● **OBJECTIVE**
Reproduce the part of the text on crowding in Chinese characters between "Planned comparisons were" and "Hedge's g = −1.55].", inclusive.

● **DOCUMENT SECTION**
---

Planned comparisons were also conducted comparing the flanked intact-phase and flanked perturbed-phase conditions within each of the two magnitude-averaging conditions. When individual magnitude was used, the flanked perturbed-phase condition had significantly lower threshold elevation than the intact-phase flanked condition [mean difference = −2.63, SD = 0.96, 95% BCa CI = (−3.81, −2.12), z = −5.36, p < 0.001, Hedge's g = −2.48]. A statistically significant difference between the perturbed-phase and the intact-phase flanked conditions was also found when averaged magnitude was used [mean difference = −1.89, SD = 1.10, 95% BCa CI = (−2.99, −1.22), z = −4.24, p < 0.001, Hedge's g = −1.55]. 
Discussion
Crowding was weakened with perturbed-phase flankers. Our results suggest that the strength of crowding in Chinese characters is contingent on similarity in terms of contour integrity. Whereas prior studies (C. He & Tjan, 2004; Shin et al., 2010) observed no difference in crowding strength between intact-phase and perturbed-phase flankers, we found otherwise: Perturbed-phase flankers induced weaker crowding than flankers with intact phase even after controlling for difference in magnitude spectrum among the flankers in the averaged magnitude conditions. Contour integrity therefore plays a role in determining crowding strength in Chinese characters. 
In previous studies in which null effect on phase perturbation was found, crowding strength was weakened only when the amplitude spectrum or power spectral density was altered. Our findings, however, suggest that contour integrity (phase) also influences the similarity effects in crowding of Chinese characters. The discrepancy in findings might lie in stimulus type. Our stimuli were more complex than average Chinese characters. Like many objects of high visual complexity, the components (i.e., radicals and stroke patterns) are essential to recognition, but the configuration of individual components (cf. faces) is just as important. Thus, Chinese-character recognition requires relatively high precision in feature binding. One possibility is that, with more features in the target, the likelihood of erroneously binding with flanker features before reaching object-level visual processing increases.

---

Excerpts of pointing data

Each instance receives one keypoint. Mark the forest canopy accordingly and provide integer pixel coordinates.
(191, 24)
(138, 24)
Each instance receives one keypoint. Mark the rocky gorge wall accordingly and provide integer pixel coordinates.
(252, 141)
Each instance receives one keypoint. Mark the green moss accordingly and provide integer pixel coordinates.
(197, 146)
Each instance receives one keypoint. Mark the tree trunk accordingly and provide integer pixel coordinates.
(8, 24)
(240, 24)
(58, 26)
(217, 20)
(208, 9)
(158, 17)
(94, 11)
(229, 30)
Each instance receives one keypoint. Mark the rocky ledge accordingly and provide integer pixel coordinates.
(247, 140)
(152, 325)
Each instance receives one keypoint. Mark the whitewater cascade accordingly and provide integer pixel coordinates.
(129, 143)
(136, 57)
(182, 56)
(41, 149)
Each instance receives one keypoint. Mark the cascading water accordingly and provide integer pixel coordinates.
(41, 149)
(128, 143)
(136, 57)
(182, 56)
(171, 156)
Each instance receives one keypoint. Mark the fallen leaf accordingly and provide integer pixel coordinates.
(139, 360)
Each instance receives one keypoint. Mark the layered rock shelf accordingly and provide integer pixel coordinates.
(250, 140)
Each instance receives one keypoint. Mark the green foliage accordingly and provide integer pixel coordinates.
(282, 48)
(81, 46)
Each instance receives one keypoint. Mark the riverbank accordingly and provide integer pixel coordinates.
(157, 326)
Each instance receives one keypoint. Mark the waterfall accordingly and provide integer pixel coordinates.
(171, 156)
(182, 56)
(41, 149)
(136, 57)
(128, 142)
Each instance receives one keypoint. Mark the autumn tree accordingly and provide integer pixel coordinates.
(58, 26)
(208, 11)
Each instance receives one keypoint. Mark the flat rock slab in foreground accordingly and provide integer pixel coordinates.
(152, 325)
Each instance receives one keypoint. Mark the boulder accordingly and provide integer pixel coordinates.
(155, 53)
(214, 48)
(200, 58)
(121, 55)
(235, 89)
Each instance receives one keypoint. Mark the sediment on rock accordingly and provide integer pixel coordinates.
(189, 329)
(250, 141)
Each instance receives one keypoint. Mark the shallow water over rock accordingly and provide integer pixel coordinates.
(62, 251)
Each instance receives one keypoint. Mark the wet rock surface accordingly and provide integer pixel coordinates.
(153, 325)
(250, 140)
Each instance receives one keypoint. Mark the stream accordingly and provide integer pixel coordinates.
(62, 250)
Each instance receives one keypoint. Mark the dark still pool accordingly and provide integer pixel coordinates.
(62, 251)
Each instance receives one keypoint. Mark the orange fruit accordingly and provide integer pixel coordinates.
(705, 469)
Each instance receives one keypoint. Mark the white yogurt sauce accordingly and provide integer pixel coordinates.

---

● **CORRECT OUTPUT**
Planned comparisons were also conducted comparing the flanked intact-phase and flanked perturbed-phase conditions within each of the two magnitude-averaging conditions. When individual magnitude was used, the flanked perturbed-phase condition had significantly lower threshold elevation than the intact-phase flanked condition [mean difference = −2.63, SD = 0.96, 95% BCa CI = (−3.81, −2.12), z = −5.36, p < 0.001, Hedge's g = −2.48]. A statistically significant difference between the perturbed-phase and the intact-phase flanked conditions was also found when averaged magnitude was used [mean difference = −1.89, SD = 1.10, 95% BCa CI = (−2.99, −1.22), z = −4.24, p < 0.001, Hedge's g = −1.55].